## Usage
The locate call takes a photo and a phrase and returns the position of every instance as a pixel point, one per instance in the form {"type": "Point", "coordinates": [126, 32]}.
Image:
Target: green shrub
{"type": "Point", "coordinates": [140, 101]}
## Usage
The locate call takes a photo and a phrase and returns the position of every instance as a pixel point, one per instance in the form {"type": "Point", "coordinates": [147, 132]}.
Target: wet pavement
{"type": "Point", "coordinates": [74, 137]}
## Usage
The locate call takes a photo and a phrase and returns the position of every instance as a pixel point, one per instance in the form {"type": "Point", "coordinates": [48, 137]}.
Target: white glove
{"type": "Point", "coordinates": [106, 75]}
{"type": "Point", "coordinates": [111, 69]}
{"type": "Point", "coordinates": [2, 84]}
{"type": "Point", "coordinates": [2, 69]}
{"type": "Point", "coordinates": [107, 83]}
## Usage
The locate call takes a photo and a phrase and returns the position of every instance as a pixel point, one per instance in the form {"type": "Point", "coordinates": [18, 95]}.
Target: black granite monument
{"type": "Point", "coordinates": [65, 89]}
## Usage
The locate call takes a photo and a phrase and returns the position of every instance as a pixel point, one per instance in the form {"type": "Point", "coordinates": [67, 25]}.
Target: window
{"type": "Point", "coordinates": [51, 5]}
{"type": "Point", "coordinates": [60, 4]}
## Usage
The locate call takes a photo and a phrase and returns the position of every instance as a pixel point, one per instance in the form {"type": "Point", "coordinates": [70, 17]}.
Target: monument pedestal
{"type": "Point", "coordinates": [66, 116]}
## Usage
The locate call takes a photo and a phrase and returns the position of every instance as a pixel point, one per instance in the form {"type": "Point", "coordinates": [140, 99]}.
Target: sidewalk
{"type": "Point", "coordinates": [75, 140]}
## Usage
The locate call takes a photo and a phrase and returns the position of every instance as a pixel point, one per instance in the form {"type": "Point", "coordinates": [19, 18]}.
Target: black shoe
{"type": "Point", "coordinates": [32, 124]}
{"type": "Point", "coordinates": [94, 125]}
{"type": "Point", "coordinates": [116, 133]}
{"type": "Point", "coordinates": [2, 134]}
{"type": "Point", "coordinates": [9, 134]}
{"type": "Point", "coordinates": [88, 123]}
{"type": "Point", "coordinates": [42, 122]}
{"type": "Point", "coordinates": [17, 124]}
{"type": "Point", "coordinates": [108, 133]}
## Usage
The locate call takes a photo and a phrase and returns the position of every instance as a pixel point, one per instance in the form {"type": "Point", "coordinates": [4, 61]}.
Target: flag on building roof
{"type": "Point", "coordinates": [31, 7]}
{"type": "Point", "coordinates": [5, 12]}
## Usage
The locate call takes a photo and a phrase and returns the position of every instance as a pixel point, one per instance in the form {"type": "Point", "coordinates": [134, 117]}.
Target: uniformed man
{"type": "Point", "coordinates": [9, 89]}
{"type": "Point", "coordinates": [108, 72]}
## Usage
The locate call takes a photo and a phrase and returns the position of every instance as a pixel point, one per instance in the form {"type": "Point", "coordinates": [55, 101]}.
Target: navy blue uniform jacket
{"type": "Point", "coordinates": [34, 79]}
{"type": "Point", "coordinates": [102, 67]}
☆ ☆ ☆
Each line of the material above needs to be quoted exactly, please.

## Usage
The locate call takes a photo and a phrase and returns the position of every instance as a pixel point, one per instance in the form {"type": "Point", "coordinates": [126, 32]}.
Image:
Target: green shrub
{"type": "Point", "coordinates": [140, 101]}
## Usage
The locate call takes a photo and a phrase and returns the position of every instance as a pixel point, one per instance in the form {"type": "Point", "coordinates": [147, 132]}.
Target: wet pavement
{"type": "Point", "coordinates": [74, 137]}
## Usage
The locate call takes a photo and a phrase and returns the position of every instance as a pixel point, one per instance in the form {"type": "Point", "coordinates": [48, 137]}.
Target: white glove
{"type": "Point", "coordinates": [106, 75]}
{"type": "Point", "coordinates": [111, 69]}
{"type": "Point", "coordinates": [2, 84]}
{"type": "Point", "coordinates": [2, 69]}
{"type": "Point", "coordinates": [107, 83]}
## Usage
The locate call takes a photo and a phrase and returns the position of every instance as a pixel point, one per instance in the form {"type": "Point", "coordinates": [18, 95]}.
Target: black granite monument
{"type": "Point", "coordinates": [65, 89]}
## Usage
The locate call takes a photo and a phrase and returns the position of every instance as a pixel point, one per instance in the form {"type": "Point", "coordinates": [67, 25]}.
Target: window
{"type": "Point", "coordinates": [51, 5]}
{"type": "Point", "coordinates": [60, 4]}
## Usage
The locate call takes a photo and a phrase and returns the position of every instance as a pixel point, one per instance in the form {"type": "Point", "coordinates": [70, 17]}.
Target: monument pedestal
{"type": "Point", "coordinates": [66, 116]}
## Usage
The locate call takes a photo and a phrase and returns the position of every instance as a pixel point, one per instance in the form {"type": "Point", "coordinates": [140, 99]}.
Target: sidewalk
{"type": "Point", "coordinates": [75, 140]}
## Usage
The locate call takes a photo and a phrase and returns the position of every instance as a pixel point, one per instance in the form {"type": "Point", "coordinates": [19, 18]}.
Target: black shoe
{"type": "Point", "coordinates": [32, 124]}
{"type": "Point", "coordinates": [94, 125]}
{"type": "Point", "coordinates": [116, 133]}
{"type": "Point", "coordinates": [2, 134]}
{"type": "Point", "coordinates": [9, 134]}
{"type": "Point", "coordinates": [88, 123]}
{"type": "Point", "coordinates": [42, 122]}
{"type": "Point", "coordinates": [17, 124]}
{"type": "Point", "coordinates": [108, 133]}
## Usage
The locate call takes a photo and a phrase and returns the position of every instance as a pixel point, one per instance in the form {"type": "Point", "coordinates": [4, 61]}.
Target: flag on building roof
{"type": "Point", "coordinates": [31, 7]}
{"type": "Point", "coordinates": [5, 12]}
## Usage
The locate call takes a photo and a phrase and returns the position of every instance as a pixel point, one per instance in the form {"type": "Point", "coordinates": [134, 117]}.
Target: uniformed man
{"type": "Point", "coordinates": [9, 89]}
{"type": "Point", "coordinates": [108, 72]}
## Usage
The locate call takes a photo and a phrase and returns the position of every instance as a pixel point, one per instance in the form {"type": "Point", "coordinates": [55, 101]}.
Target: navy blue uniform jacket
{"type": "Point", "coordinates": [34, 79]}
{"type": "Point", "coordinates": [102, 67]}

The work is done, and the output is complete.